#### [INFORMATION PROVIDED]
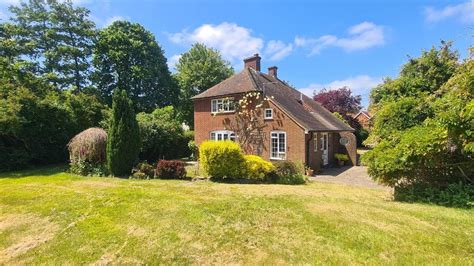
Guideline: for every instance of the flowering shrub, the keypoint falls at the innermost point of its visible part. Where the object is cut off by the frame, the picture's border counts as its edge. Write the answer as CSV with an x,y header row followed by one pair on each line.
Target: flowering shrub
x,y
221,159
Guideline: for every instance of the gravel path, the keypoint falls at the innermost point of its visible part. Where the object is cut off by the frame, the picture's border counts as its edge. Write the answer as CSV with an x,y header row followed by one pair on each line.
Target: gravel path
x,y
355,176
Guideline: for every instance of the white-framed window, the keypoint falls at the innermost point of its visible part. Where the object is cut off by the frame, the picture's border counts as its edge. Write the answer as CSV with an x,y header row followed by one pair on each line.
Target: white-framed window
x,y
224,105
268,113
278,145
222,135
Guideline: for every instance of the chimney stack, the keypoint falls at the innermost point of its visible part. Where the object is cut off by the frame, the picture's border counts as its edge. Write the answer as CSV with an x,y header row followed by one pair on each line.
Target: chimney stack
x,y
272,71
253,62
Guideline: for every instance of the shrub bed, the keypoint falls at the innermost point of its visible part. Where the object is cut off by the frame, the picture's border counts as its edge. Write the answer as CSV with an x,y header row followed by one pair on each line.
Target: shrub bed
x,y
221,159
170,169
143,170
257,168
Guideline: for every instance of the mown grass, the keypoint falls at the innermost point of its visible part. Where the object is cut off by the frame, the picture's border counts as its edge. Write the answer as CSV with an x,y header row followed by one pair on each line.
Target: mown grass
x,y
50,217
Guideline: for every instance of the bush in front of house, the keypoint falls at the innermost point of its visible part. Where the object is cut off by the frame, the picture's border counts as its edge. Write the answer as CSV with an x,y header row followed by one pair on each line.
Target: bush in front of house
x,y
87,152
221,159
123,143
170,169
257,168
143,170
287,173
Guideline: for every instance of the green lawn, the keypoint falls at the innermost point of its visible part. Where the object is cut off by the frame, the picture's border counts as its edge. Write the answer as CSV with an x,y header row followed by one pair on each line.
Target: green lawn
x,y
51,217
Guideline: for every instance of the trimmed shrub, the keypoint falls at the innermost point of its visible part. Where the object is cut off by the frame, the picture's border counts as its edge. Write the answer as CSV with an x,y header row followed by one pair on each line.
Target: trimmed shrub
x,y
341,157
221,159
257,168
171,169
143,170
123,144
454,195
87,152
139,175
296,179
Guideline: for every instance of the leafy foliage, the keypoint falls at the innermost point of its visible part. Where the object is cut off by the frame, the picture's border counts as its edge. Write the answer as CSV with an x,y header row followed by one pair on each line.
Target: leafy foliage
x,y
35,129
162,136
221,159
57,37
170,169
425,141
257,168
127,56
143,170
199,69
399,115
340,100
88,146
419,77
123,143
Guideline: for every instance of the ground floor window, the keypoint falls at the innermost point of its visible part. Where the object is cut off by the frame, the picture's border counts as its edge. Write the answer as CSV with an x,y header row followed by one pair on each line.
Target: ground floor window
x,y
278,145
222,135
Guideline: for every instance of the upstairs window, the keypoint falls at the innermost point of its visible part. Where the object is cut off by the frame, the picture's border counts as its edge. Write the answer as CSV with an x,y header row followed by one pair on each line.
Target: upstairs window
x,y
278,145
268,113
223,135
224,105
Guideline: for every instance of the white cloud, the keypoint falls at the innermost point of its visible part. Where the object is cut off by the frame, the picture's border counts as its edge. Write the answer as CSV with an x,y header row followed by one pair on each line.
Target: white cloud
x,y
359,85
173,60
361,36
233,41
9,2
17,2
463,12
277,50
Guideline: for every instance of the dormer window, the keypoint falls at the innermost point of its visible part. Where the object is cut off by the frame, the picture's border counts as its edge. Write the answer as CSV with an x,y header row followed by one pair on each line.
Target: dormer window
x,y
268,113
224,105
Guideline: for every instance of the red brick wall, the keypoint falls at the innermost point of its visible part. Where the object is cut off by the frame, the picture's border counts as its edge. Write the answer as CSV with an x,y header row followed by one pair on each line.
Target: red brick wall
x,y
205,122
--
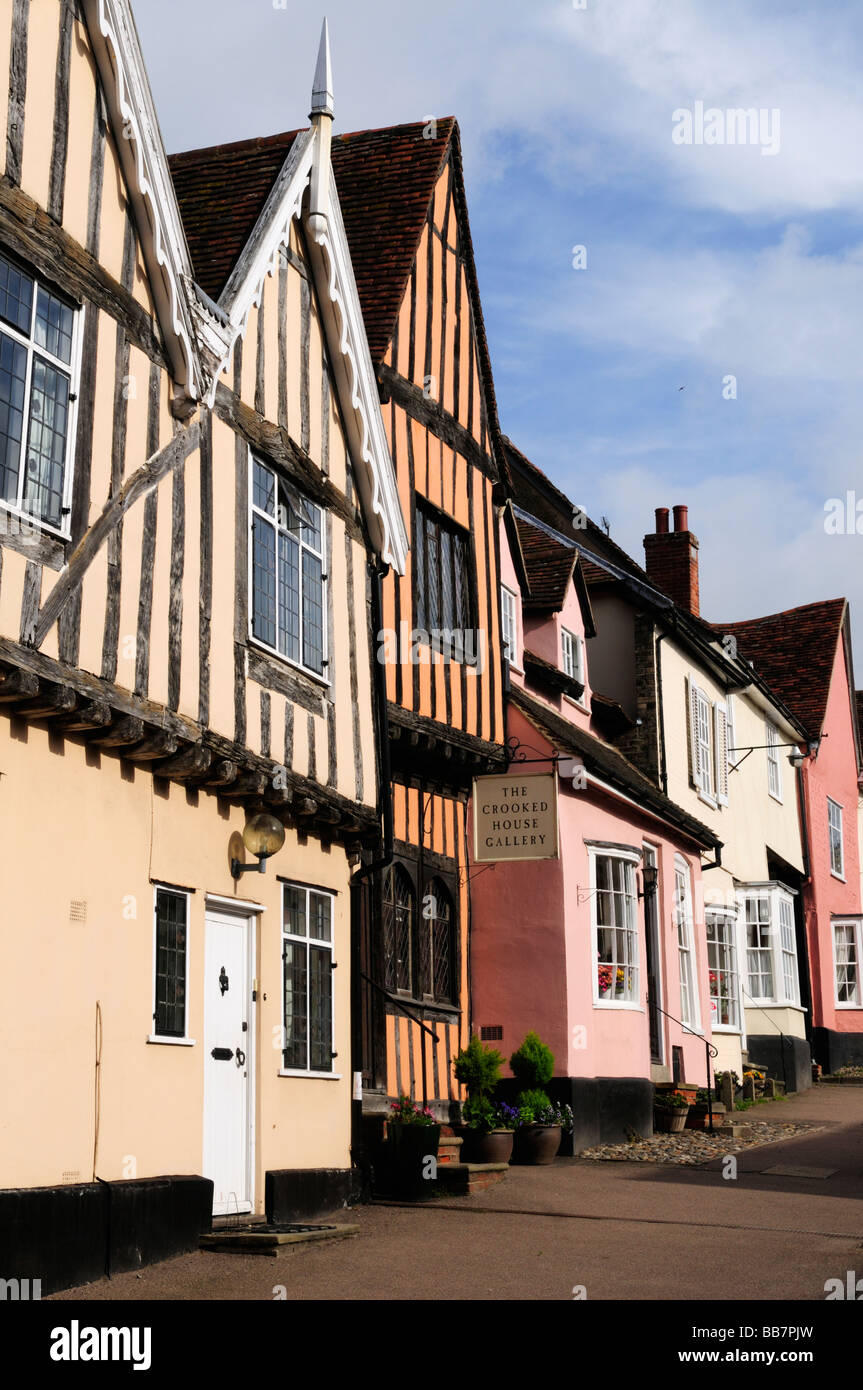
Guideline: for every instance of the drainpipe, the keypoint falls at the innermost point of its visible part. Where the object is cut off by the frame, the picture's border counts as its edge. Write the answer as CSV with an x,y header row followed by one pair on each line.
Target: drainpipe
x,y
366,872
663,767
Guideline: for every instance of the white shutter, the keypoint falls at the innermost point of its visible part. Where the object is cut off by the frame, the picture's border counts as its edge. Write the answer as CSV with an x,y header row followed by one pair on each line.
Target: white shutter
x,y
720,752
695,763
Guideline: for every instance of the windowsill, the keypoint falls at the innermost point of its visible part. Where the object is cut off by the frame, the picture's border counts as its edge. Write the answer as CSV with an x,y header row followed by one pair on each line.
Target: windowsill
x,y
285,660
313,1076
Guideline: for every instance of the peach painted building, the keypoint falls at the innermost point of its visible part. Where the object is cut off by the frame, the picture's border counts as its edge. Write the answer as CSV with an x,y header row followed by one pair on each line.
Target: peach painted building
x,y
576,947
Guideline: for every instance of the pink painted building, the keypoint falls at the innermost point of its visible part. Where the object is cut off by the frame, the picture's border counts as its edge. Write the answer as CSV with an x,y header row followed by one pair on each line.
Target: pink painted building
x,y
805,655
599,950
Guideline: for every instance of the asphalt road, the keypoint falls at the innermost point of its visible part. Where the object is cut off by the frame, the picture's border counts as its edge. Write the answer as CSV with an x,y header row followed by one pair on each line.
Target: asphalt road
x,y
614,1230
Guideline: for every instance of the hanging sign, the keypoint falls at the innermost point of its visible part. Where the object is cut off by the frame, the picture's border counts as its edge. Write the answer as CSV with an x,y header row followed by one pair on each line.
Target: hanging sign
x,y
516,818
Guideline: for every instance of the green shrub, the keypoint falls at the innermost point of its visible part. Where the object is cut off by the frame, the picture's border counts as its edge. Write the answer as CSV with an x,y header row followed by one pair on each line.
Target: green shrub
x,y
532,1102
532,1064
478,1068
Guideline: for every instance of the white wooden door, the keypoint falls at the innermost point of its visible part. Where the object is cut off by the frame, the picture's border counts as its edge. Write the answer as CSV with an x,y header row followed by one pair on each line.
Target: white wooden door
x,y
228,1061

#### [WORK TO COMPLETE]
Print every line of the material above that contains the string "stack".

#### [COMPLETE OUTPUT]
Guideline: for every instance of the chimney stack, the keypoint falls at the innermost point of its visible part. Where the object is cut off by the frame, the picture's border counts as its edge. Write the answer as CSV with an x,y header row followed by one pair on each line.
Target: chimney stack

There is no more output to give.